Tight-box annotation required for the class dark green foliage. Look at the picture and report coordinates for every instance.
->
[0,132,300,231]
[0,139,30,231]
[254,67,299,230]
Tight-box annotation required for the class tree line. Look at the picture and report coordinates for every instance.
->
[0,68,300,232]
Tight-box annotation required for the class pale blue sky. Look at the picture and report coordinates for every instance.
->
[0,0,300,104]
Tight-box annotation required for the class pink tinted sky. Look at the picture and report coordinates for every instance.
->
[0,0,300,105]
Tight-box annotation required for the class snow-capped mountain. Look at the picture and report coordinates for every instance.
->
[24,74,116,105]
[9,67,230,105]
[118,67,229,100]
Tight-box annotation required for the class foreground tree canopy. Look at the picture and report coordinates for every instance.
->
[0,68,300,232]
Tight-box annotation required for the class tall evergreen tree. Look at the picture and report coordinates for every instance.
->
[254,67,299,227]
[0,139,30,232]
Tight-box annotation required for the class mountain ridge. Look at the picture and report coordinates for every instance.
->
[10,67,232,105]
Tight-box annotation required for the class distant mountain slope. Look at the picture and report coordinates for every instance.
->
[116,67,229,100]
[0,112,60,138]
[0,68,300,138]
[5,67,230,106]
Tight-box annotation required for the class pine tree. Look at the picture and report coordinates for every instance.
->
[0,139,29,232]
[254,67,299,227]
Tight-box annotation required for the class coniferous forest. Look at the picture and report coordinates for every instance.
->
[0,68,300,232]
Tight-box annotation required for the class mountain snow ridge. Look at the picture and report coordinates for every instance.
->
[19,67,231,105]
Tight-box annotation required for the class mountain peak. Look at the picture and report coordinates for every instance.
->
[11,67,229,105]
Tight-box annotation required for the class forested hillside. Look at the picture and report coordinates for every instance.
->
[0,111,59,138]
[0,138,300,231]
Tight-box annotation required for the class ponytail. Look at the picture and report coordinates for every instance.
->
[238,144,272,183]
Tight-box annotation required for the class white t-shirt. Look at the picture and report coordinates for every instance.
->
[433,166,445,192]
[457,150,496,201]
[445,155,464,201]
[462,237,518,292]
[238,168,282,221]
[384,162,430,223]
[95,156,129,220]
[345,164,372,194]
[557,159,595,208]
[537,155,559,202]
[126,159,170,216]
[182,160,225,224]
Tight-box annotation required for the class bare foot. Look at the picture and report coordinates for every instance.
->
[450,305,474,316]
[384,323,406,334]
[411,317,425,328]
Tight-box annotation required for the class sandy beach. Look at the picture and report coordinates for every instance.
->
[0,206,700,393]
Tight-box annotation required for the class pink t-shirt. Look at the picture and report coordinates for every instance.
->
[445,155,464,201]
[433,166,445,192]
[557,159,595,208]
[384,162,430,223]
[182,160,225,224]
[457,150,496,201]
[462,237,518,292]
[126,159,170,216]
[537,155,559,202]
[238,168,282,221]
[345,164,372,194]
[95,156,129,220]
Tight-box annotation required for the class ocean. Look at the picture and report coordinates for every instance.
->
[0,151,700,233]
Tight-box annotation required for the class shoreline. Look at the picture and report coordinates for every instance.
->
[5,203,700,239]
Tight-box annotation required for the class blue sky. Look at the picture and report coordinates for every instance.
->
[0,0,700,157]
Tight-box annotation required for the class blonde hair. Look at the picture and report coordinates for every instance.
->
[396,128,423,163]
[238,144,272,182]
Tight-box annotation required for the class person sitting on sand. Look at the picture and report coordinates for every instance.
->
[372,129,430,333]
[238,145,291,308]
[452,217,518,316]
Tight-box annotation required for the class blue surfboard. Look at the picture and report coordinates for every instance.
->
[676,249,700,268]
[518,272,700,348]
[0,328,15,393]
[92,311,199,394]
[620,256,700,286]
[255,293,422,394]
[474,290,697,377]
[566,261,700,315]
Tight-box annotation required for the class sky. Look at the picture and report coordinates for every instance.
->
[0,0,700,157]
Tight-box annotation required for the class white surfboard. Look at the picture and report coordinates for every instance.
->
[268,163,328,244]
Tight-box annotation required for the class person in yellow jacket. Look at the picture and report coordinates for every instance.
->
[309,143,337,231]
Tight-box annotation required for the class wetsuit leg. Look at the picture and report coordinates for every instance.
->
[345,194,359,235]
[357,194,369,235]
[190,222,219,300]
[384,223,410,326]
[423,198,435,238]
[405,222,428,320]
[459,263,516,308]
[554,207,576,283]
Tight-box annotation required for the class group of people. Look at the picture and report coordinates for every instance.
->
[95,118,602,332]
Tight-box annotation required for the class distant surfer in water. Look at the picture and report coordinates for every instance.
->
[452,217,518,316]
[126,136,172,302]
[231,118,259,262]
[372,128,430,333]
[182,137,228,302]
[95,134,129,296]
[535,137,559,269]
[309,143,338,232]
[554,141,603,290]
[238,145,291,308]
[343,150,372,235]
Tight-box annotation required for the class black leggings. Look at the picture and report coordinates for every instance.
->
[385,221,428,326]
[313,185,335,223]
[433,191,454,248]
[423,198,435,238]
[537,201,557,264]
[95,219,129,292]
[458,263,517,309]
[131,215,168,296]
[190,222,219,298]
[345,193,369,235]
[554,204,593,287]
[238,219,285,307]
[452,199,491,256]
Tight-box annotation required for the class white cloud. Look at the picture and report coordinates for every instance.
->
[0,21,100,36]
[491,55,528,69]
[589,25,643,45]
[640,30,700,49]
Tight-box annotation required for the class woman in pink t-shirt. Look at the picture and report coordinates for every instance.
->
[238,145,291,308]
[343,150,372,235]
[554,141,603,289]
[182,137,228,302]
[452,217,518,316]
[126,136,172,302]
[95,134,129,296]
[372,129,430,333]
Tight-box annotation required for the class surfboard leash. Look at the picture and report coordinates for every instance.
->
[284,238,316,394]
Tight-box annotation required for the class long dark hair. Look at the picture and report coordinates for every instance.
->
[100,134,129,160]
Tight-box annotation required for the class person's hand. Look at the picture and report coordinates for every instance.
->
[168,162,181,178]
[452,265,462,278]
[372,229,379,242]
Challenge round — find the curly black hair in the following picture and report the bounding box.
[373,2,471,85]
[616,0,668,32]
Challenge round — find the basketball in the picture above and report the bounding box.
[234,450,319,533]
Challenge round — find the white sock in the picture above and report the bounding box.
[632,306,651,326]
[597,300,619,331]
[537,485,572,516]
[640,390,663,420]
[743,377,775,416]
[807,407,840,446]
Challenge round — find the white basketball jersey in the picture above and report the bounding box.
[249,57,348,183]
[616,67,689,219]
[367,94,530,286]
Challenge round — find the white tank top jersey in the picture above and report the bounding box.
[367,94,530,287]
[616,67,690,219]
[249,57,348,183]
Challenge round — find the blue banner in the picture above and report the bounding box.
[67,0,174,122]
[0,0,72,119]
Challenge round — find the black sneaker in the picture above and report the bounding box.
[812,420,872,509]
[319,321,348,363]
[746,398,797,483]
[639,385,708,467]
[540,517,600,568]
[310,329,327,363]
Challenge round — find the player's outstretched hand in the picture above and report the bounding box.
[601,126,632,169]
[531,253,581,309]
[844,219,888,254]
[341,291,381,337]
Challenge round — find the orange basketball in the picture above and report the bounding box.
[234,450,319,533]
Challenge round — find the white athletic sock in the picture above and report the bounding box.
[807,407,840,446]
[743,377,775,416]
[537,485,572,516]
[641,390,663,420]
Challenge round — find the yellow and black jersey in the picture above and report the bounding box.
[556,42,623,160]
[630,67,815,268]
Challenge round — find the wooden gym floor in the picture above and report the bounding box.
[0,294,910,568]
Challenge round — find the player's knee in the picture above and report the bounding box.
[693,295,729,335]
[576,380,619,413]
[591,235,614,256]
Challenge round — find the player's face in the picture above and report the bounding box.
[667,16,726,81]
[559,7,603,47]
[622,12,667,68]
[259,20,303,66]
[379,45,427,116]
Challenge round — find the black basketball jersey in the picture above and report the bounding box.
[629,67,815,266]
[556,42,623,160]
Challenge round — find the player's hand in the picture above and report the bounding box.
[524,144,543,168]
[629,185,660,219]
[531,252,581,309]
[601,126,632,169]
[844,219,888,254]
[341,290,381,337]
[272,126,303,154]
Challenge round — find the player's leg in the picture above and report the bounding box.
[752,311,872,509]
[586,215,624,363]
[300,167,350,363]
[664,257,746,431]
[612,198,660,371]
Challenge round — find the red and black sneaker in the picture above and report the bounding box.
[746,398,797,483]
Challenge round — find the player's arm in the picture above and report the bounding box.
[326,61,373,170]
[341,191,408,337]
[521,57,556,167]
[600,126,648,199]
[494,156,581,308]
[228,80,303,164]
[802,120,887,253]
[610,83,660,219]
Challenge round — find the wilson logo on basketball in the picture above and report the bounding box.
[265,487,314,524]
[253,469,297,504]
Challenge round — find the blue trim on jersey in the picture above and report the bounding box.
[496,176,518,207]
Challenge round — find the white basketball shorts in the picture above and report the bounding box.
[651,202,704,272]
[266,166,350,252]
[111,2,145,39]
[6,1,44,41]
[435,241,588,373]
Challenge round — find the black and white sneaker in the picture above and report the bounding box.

--------------------------------------------------

Exercise prompt: Turn the stretch of the listing from the line containing "Challenge round — find the black sneaker" through the line containing "[612,198,660,371]" into a JSON list of strings, one string per line, with blank lines omitted.

Response to the task:
[
  "Challenge round — find the black sneaker in the picture above and report the bounding box.",
  "[812,420,872,509]",
  "[319,321,348,363]",
  "[746,398,797,483]",
  "[639,385,708,467]",
  "[540,517,600,568]",
  "[310,329,327,363]",
  "Challenge round — find the player's outstretched hand in the picture above and report the bounding box.",
  "[601,126,632,169]",
  "[531,253,581,309]",
  "[844,219,888,254]",
  "[341,291,381,337]",
  "Challenge round — find the orange basketball in the picture above and report the bounding box.",
  "[234,450,319,533]",
  "Challenge round — find the white athletic sock in the picture above and report the bounding box.",
  "[807,407,840,446]",
  "[743,377,775,416]",
  "[537,485,572,516]",
  "[641,390,663,420]",
  "Challenge round — find the yellow and black jersey in the picture above and report the bounding box.",
  "[556,42,623,160]",
  "[630,67,815,268]",
  "Challenge round — find the wooden gym floor in the picture above and report the bounding box.",
  "[0,294,910,568]",
  "Challenge round — find the player's knee in the picture above and report the bounding box.",
  "[693,295,729,335]",
  "[576,380,619,413]",
  "[591,235,614,256]",
  "Challenge round — find the player's face in the picture above and report the bounding box.",
  "[667,16,726,81]",
  "[559,7,603,47]",
  "[622,12,667,68]",
  "[259,20,303,66]",
  "[379,45,427,116]",
  "Challenge round — find the black basketball jersey in the picture above and report the bounding box.",
  "[629,67,815,266]",
  "[556,42,623,160]",
  "Challenge round — find the player's hand in the picture above and report the bounding box.",
  "[524,144,543,168]",
  "[629,185,660,219]",
  "[531,252,581,309]",
  "[601,126,632,169]",
  "[844,219,888,254]",
  "[341,290,381,337]",
  "[272,126,303,154]",
  "Challenge round — find the player's leg in the picture above and report the bounding box.",
  "[752,311,872,509]",
  "[586,215,624,363]",
  "[300,167,350,363]",
  "[664,257,746,431]",
  "[612,198,660,371]"
]